> Records provided:

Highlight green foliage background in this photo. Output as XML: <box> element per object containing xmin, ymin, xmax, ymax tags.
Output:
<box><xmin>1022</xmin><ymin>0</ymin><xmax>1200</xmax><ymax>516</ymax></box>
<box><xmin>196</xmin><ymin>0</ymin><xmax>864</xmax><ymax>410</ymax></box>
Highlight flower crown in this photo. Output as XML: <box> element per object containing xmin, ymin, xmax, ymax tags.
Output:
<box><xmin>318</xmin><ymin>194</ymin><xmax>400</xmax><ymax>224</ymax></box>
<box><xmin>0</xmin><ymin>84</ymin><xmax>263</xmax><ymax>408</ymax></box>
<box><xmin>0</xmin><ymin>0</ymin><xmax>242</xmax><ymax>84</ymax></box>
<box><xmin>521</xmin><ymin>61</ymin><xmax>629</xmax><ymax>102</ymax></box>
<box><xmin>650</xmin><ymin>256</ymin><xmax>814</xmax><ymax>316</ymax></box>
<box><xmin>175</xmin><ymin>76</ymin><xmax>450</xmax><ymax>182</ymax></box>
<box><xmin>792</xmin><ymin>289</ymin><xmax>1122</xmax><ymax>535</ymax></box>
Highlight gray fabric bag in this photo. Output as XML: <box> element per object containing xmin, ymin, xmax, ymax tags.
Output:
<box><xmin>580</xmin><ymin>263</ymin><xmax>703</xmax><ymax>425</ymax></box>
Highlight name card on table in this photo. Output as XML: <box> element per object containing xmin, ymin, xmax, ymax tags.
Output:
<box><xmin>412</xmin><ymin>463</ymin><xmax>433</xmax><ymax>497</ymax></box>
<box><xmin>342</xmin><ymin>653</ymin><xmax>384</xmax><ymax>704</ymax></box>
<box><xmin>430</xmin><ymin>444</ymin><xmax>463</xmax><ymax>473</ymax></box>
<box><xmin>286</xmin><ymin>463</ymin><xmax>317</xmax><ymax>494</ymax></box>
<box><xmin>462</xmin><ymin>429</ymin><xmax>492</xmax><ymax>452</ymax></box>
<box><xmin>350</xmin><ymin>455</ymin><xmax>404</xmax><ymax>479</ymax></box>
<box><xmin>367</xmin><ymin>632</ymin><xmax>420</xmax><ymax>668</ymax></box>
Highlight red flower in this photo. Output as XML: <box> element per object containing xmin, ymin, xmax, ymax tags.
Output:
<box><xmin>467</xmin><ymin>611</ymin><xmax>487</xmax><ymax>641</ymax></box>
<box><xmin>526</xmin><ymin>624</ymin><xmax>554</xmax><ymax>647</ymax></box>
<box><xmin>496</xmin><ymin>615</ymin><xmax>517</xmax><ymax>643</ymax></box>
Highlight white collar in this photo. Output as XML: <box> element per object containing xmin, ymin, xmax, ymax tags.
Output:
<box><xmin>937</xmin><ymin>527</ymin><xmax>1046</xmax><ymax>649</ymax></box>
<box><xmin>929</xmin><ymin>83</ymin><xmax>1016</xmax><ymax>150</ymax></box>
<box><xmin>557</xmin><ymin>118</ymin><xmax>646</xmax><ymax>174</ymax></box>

> Requirements:
Please find every line in the entries above that contains the word "flower" and copy each one in full. The match is case-sensitive.

> The result:
Highlight flower crown in this photo. Output as XML: <box> element per object containing xmin, ymin, xmax, ymax tags.
Highlight red flower in this photo. Output as XML: <box> element per object containing xmin, ymin, xmax, ymax tags.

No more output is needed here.